### Information provided
.....
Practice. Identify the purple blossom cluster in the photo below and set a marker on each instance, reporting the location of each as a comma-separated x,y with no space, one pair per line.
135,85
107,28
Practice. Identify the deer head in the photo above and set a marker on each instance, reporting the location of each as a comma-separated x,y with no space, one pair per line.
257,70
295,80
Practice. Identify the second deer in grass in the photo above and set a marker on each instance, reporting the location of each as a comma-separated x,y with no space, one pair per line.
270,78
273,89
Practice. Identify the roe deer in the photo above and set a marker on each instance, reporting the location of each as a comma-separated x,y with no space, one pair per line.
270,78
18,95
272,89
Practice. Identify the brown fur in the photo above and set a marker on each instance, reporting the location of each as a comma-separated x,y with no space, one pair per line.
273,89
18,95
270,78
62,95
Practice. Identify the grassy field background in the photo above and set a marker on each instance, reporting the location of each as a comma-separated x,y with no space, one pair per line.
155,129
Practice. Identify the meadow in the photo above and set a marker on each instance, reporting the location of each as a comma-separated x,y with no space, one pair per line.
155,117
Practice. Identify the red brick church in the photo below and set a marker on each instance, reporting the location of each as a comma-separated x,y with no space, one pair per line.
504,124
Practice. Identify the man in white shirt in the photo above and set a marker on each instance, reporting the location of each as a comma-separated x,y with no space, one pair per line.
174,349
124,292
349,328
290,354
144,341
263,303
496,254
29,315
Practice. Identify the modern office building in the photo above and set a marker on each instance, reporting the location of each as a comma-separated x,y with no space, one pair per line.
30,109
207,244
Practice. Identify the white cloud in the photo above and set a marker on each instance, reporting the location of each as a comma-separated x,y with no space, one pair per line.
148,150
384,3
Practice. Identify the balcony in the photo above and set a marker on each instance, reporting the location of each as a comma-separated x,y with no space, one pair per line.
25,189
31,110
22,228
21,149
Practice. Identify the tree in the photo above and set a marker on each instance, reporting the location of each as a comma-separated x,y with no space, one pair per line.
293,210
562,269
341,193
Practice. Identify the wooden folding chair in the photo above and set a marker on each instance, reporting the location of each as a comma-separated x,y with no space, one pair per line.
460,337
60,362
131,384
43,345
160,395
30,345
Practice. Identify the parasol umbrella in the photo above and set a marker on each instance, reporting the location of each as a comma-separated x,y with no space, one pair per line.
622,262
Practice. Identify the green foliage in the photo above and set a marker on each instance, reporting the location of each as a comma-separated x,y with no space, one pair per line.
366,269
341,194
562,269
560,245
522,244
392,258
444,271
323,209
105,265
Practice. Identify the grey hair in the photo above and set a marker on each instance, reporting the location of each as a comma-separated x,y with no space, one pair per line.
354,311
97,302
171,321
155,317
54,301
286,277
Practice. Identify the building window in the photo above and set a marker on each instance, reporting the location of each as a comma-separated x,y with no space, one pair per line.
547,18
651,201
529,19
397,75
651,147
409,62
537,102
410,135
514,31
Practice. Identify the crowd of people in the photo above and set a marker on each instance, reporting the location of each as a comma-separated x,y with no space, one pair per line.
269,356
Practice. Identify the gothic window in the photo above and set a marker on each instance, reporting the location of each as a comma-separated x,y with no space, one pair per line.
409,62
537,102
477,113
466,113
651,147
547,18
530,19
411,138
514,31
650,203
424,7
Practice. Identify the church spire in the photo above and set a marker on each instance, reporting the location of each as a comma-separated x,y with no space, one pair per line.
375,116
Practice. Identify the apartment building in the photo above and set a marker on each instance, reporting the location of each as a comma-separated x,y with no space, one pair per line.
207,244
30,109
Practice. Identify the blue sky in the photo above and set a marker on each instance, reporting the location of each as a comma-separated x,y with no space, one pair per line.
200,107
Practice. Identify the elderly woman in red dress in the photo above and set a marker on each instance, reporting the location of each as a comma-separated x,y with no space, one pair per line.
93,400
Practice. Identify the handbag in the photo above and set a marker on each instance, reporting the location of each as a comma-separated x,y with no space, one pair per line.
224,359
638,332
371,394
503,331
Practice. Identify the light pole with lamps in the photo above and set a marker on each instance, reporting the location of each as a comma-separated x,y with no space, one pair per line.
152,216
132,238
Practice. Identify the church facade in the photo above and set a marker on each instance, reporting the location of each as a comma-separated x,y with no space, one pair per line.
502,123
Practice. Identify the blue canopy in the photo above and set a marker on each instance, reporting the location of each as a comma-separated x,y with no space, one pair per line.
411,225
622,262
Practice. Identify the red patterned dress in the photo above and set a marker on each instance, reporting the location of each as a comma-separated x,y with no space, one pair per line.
.....
### What you should do
The required result is an exact repeat of the records above from the line containing "Practice. Identify the blue canopy" to their final line.

### Response
Practice. Identify the blue canopy in the photo above and set a marker on each instance, reporting the location of each as a comma-separated x,y with no space, one pair per line.
411,225
622,262
Practice. Identify the red patterned dress in the photo above and set a marker on each instance, reporting the location of each as a comma-separated x,y with no space, one pair per line.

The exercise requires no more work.